#### WHAT IS BEING ASKED
Pull out every line of the records that contains the string "concrete".

Entries from an annotation dataset:
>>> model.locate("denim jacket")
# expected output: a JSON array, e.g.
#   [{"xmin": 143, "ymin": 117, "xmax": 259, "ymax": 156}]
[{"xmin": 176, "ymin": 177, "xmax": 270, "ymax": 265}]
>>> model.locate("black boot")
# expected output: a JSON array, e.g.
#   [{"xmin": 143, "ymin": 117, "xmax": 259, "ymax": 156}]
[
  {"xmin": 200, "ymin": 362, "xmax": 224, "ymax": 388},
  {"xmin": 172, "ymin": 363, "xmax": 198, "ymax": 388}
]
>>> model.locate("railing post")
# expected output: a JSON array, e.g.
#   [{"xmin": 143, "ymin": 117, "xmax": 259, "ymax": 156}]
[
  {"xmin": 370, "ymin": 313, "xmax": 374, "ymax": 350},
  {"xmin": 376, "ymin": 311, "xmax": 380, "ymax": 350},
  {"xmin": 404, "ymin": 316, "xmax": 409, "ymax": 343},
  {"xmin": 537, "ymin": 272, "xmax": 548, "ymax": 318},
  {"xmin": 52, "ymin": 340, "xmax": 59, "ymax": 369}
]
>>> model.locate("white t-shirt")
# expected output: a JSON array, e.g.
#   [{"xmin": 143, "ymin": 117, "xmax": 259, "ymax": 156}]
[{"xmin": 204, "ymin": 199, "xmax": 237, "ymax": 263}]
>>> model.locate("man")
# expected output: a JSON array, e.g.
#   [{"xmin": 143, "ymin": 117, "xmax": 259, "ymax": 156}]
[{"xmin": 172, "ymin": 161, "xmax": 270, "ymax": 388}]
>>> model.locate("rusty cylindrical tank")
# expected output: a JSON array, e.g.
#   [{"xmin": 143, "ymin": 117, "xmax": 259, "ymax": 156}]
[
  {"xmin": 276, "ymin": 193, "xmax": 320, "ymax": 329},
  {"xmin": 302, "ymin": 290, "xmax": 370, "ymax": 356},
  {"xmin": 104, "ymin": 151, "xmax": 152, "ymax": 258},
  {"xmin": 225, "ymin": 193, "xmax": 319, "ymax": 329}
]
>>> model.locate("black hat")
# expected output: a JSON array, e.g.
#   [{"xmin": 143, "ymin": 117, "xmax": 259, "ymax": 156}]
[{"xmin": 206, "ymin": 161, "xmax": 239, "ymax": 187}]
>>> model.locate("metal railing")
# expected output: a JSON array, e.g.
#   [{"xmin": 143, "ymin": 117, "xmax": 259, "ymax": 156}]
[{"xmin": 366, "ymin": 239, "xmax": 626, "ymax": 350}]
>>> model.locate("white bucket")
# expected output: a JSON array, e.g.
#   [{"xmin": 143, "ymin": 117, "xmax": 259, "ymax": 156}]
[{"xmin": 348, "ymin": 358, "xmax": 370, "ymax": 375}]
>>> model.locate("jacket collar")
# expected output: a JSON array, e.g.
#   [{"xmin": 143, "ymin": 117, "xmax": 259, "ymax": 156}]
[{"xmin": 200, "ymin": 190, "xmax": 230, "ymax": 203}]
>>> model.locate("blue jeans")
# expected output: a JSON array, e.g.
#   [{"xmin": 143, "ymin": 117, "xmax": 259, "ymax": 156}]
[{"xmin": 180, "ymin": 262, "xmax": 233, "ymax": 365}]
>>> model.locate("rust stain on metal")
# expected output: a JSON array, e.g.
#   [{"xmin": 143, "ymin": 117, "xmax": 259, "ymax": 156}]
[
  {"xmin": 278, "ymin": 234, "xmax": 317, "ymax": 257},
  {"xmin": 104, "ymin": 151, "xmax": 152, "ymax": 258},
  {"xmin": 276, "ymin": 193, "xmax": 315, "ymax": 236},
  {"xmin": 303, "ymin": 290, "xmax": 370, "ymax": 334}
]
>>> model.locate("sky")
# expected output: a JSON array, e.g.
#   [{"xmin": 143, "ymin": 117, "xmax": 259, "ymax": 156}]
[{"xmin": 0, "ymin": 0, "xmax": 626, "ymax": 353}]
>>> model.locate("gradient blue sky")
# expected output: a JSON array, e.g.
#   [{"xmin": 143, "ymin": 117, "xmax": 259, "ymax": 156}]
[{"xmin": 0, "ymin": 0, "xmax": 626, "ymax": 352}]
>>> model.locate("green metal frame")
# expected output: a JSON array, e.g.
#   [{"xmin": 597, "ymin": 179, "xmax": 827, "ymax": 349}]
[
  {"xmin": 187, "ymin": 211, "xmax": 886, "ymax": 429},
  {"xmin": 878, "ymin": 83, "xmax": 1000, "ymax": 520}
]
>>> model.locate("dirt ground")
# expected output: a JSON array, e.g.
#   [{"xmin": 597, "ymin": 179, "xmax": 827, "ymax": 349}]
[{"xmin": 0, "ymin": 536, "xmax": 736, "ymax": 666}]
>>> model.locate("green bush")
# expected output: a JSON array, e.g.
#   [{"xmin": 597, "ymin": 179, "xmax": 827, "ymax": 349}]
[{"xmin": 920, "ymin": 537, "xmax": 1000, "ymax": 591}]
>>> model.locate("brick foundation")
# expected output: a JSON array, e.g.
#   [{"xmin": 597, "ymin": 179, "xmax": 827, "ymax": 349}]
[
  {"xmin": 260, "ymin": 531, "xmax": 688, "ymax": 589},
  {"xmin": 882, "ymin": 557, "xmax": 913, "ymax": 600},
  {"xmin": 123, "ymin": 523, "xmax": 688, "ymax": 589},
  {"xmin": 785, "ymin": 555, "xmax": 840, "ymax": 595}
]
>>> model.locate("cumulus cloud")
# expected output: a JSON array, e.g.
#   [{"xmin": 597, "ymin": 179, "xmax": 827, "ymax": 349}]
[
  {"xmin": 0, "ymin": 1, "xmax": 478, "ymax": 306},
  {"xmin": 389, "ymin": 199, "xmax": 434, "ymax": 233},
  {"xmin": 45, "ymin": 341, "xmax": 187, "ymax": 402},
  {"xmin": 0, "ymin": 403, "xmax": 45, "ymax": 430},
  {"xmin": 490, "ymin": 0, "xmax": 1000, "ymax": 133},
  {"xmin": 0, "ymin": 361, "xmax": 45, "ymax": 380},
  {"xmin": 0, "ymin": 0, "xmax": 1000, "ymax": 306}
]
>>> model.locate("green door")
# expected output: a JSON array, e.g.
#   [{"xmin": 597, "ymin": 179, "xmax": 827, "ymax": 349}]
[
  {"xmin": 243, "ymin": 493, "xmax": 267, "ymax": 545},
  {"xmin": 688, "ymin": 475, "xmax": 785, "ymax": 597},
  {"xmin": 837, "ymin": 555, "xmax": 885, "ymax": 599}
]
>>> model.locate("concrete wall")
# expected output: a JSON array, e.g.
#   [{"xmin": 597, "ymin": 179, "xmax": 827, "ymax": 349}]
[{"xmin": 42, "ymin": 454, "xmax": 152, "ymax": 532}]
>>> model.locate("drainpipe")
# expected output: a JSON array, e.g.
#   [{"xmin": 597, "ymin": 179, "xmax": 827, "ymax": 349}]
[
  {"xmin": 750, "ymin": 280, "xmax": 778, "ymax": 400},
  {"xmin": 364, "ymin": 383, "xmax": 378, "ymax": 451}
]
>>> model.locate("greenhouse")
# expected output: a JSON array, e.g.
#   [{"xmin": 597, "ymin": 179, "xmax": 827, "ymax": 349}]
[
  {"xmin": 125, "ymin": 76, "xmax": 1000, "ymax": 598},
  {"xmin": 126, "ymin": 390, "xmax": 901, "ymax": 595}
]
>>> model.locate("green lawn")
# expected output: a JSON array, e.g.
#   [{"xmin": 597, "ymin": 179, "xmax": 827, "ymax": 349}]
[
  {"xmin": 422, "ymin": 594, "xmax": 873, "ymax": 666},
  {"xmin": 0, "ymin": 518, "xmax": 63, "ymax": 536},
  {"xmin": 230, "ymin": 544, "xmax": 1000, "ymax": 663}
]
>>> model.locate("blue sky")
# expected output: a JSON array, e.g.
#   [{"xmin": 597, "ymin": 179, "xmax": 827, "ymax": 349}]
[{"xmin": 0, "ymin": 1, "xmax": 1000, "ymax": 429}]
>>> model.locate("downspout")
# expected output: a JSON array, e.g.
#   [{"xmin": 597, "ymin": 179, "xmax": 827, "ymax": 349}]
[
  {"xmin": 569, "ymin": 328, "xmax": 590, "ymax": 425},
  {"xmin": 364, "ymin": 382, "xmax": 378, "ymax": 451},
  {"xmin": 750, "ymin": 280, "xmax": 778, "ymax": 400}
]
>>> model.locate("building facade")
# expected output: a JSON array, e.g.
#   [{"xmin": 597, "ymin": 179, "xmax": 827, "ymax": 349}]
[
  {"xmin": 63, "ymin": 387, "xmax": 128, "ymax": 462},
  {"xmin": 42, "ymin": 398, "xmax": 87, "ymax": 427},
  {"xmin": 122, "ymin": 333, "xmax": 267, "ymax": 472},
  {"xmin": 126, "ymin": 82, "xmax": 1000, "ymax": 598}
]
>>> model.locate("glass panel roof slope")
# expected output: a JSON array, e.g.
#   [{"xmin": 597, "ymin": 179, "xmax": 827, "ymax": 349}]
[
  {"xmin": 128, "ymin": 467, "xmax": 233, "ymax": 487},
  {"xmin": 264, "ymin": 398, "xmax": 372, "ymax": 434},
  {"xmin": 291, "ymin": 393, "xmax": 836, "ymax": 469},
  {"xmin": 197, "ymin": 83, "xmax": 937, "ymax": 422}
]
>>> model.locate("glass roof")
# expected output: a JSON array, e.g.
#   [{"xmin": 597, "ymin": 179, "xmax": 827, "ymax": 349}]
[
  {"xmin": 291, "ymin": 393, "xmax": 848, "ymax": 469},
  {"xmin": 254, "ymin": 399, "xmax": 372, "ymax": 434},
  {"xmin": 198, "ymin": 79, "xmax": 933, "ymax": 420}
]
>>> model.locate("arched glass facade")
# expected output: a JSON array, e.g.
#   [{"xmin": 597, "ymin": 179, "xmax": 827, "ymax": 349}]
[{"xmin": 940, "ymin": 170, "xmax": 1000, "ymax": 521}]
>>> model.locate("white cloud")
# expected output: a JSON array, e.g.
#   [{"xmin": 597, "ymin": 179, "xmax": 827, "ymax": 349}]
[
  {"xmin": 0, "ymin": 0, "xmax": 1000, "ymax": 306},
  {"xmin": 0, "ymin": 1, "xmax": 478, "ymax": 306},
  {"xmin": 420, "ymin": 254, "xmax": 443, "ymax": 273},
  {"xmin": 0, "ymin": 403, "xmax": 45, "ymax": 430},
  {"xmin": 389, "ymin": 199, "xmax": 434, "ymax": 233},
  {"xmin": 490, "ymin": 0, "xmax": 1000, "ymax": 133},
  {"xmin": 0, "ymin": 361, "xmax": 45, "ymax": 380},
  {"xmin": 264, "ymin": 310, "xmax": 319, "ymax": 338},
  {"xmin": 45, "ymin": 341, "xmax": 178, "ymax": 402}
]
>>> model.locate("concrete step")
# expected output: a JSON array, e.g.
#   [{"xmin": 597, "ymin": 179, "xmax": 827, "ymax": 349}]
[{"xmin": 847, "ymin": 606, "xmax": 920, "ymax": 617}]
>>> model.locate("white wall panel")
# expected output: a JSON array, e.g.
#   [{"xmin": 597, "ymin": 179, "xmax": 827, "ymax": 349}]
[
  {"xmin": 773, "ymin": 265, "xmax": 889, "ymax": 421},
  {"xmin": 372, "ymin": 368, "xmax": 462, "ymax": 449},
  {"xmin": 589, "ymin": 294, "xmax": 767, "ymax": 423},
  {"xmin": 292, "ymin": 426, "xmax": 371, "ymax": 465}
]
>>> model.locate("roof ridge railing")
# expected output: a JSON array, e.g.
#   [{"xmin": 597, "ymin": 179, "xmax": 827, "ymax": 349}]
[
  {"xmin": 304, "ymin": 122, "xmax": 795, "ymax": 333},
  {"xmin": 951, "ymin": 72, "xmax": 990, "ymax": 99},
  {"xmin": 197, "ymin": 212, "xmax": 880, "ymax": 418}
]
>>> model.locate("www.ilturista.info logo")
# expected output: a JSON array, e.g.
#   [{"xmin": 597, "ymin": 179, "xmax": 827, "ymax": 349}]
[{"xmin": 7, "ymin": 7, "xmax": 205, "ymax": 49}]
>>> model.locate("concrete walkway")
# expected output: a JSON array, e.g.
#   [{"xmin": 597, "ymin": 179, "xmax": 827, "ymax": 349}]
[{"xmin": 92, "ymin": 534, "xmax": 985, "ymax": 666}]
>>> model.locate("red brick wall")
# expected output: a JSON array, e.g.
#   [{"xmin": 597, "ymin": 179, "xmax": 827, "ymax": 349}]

#### RESULT OF THE TASK
>>> model.locate("concrete wall")
>>> model.locate("concrete step")
>>> model.locate("concrete walkway")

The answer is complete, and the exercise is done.